======== Materials provided
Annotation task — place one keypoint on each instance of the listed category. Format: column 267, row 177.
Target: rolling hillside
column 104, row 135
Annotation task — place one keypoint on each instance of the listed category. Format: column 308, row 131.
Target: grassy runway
================
◆ **What the task asks**: Rewrite the data above, switching "Target" to "Category" and leaving everything else as it is.

◆ **Solution**:
Annotation task — place one keypoint on each instance of the listed category. Format: column 267, row 177.
Category: rolling hillside
column 104, row 135
Annotation task — place one keypoint on each instance of the listed category. Format: column 308, row 131.
Category: grassy runway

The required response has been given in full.